Rewrite all of the items below with "finger" swapped for "thumb" and everything else left as it is. Leave the pictures out.

Coordinate annotation items
------------------------------

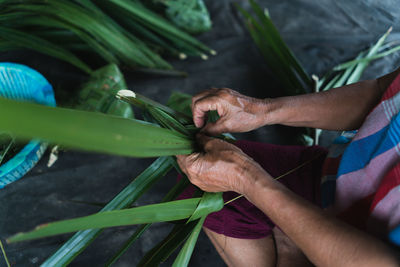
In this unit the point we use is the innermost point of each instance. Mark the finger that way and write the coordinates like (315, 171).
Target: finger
(202, 95)
(215, 128)
(201, 107)
(203, 139)
(209, 143)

------------------------------

#### [THE SOLUTION]
In this unit the point we use is the innermost point of each instance. Mark the thumb that way and write the coordinates like (315, 171).
Target: thumb
(202, 95)
(215, 128)
(201, 107)
(203, 139)
(209, 143)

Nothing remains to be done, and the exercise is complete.